## Aim
In the entries that follow, identify the line containing "of the forest" and return it together with all later lines, exactly as they appear.

## Material provided
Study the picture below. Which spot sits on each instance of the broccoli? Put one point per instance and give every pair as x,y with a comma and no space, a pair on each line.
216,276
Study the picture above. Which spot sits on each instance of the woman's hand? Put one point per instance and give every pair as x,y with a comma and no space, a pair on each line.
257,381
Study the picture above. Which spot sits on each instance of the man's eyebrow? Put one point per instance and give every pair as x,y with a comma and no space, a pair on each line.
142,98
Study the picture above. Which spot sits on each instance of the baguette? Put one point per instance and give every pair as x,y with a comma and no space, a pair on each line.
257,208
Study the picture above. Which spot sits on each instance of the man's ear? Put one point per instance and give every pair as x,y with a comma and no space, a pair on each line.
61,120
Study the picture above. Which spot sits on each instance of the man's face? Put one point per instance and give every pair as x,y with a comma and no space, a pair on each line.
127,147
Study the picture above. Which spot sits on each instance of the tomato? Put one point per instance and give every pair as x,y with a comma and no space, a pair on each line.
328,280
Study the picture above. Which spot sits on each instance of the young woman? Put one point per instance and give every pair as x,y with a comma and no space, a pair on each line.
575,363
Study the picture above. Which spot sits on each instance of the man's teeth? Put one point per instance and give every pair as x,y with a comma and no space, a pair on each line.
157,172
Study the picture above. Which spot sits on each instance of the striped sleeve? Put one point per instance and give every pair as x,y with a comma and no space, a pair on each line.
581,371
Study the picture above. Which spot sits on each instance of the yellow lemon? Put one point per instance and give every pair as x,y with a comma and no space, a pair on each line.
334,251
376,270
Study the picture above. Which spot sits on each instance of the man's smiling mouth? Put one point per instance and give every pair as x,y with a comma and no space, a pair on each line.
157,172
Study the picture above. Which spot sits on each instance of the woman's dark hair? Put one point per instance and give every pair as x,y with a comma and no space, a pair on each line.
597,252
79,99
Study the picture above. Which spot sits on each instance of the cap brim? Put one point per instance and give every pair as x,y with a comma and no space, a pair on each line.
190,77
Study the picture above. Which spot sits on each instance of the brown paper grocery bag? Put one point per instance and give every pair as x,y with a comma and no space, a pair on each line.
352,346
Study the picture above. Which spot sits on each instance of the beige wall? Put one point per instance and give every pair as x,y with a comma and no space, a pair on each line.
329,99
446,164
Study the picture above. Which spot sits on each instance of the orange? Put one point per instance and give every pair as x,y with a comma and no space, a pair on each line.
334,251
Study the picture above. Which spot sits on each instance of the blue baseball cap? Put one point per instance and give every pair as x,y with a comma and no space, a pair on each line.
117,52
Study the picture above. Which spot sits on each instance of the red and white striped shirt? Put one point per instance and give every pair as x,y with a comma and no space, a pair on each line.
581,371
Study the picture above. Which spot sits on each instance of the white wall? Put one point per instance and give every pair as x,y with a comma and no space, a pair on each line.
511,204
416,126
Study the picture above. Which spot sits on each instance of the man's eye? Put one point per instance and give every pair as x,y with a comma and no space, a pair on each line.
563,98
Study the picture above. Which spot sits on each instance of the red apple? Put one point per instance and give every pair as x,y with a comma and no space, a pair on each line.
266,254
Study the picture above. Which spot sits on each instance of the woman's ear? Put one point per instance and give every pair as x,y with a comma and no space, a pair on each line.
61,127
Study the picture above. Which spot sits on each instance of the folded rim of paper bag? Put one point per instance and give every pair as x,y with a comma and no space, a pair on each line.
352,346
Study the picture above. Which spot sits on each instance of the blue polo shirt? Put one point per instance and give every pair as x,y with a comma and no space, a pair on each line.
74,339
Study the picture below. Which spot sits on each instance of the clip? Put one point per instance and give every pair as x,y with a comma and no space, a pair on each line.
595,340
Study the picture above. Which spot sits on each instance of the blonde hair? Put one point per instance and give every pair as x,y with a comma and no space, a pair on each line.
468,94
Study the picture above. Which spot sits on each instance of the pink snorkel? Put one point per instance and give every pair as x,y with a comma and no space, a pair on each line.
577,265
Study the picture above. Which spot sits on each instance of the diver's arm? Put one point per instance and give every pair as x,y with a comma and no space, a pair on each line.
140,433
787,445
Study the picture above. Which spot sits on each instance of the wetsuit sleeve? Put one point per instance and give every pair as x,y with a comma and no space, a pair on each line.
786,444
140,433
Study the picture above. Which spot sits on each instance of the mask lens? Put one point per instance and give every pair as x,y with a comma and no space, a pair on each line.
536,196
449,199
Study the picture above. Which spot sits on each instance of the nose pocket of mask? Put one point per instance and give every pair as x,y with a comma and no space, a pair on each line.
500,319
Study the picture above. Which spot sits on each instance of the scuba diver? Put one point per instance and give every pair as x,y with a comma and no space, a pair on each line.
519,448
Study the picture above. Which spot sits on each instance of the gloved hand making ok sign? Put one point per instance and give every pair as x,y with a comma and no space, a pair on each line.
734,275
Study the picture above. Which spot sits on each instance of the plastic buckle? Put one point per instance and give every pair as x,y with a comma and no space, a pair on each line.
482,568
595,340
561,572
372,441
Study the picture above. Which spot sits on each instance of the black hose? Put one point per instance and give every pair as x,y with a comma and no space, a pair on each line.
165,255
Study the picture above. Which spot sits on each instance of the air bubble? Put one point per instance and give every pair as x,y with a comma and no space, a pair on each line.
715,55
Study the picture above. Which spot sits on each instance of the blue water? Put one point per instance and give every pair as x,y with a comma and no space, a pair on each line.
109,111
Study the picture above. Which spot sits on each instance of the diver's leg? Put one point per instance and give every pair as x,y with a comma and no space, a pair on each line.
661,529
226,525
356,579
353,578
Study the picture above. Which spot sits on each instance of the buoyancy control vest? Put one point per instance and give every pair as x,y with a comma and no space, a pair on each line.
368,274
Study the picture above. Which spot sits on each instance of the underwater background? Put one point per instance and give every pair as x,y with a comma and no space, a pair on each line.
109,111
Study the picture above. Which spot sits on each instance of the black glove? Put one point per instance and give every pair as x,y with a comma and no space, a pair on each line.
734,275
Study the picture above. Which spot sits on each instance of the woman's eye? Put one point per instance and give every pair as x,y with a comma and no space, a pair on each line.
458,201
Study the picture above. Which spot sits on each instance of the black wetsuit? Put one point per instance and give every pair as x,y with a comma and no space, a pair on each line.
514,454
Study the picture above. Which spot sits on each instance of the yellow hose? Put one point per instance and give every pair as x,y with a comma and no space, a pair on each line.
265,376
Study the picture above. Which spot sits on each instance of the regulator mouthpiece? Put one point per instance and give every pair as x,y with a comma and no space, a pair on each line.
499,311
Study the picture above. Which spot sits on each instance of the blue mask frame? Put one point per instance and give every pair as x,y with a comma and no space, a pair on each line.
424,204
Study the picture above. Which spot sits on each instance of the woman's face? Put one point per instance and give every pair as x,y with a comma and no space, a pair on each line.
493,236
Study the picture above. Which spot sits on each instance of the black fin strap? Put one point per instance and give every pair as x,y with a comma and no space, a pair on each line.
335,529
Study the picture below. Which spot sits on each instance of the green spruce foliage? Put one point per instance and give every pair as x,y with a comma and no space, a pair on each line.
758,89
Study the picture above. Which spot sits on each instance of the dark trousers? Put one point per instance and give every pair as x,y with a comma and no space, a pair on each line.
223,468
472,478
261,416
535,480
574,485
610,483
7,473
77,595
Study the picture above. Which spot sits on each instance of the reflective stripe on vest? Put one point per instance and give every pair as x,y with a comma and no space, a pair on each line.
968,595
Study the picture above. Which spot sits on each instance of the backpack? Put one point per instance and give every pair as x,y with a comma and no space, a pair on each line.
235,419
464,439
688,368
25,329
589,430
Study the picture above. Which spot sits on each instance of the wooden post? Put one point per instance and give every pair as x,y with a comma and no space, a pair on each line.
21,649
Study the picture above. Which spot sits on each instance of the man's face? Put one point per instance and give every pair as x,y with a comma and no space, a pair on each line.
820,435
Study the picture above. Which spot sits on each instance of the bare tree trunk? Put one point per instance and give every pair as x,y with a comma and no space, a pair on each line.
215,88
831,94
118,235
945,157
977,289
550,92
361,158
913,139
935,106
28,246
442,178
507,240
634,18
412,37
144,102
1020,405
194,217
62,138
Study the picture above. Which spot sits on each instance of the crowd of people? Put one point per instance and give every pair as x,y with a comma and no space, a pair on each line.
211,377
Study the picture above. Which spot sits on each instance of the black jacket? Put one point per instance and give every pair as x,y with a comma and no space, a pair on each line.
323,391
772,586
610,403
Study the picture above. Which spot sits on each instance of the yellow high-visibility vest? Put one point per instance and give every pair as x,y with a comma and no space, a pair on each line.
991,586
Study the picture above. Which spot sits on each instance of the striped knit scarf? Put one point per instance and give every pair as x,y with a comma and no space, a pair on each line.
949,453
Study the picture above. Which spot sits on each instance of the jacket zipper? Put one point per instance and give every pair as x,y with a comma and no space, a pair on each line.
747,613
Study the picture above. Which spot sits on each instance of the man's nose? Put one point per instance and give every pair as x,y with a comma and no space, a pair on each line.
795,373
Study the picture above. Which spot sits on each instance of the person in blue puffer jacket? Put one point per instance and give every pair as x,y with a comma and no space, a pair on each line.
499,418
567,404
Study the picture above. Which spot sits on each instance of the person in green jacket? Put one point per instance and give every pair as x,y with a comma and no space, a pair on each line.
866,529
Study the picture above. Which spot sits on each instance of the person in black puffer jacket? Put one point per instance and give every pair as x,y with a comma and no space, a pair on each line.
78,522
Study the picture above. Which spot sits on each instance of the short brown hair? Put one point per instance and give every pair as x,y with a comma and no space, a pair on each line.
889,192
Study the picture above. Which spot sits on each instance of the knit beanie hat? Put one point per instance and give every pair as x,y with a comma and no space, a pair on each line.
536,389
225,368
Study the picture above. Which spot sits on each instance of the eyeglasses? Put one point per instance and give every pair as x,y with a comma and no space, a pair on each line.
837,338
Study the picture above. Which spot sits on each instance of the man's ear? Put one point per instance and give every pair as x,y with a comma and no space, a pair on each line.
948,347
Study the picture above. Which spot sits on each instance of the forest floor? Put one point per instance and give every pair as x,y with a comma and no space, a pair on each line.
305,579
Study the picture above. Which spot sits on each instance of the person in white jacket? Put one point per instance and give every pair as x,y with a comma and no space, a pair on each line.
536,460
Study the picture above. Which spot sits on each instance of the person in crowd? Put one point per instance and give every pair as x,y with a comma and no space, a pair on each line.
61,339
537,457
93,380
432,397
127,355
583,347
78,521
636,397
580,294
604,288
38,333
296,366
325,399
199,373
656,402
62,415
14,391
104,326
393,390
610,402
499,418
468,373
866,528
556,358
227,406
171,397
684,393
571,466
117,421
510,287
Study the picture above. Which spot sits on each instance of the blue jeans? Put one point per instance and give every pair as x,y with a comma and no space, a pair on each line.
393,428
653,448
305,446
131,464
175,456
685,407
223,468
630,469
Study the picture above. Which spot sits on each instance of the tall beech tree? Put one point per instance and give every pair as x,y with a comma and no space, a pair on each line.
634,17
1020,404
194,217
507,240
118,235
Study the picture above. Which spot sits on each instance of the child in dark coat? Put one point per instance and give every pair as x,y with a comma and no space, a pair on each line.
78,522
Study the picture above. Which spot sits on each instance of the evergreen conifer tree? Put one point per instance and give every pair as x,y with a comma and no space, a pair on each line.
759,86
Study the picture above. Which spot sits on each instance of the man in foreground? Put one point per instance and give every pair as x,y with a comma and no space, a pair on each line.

## Full output
Study the picture above. Which spot sits on each instance of the forest floor? Put one point per instance and give every pair as x,y with a comma and no space, a pair on each line.
305,579
Study the picture above. Which spot sits on each instance of the person in white jacket? Put one point per instance and give every pair as x,y with a comma and no space, a pair on each line.
536,460
Study the picture above. Which spot sits on each instance of the person in crowd? Put one point per instance and give every pair as x,y with a comma and no space, a pair on each line.
61,339
537,457
93,380
432,397
127,355
583,347
78,521
636,397
580,294
604,288
38,333
296,366
325,399
199,373
656,402
62,415
14,391
104,326
393,390
610,402
499,418
468,373
866,528
556,358
227,406
171,397
684,393
571,466
117,421
510,287
Study the picture above. Which spot sits on each instance of the blue jeans? Put one point per instance and give every pair as x,y with a comma and no space, a pair on each line.
393,428
653,448
305,446
131,464
175,456
685,407
223,468
630,469
Study the picture above. Which spot sits on each instance of the tall beech tree? Put one point per instance and give every pair as x,y with a comma and no space, a pair on each line.
634,17
1020,404
194,217
507,240
118,235
Study the picture above. Which spot sits on each instance of the child in dark coat? Put one point per instance and give every pair as x,y with a comma and no space, a pair on each line.
78,522
Study the picture above. Which spot sits on each instance of the evergreen conifer tree? Put one point per instance and give every pair as x,y with a comma and no space, a pair on each line.
759,86
Study the picture above. Which spot sits on each instance of the man in foreground? Put one point per instance and give every pair as x,y with a comma and no space, a pair on each line.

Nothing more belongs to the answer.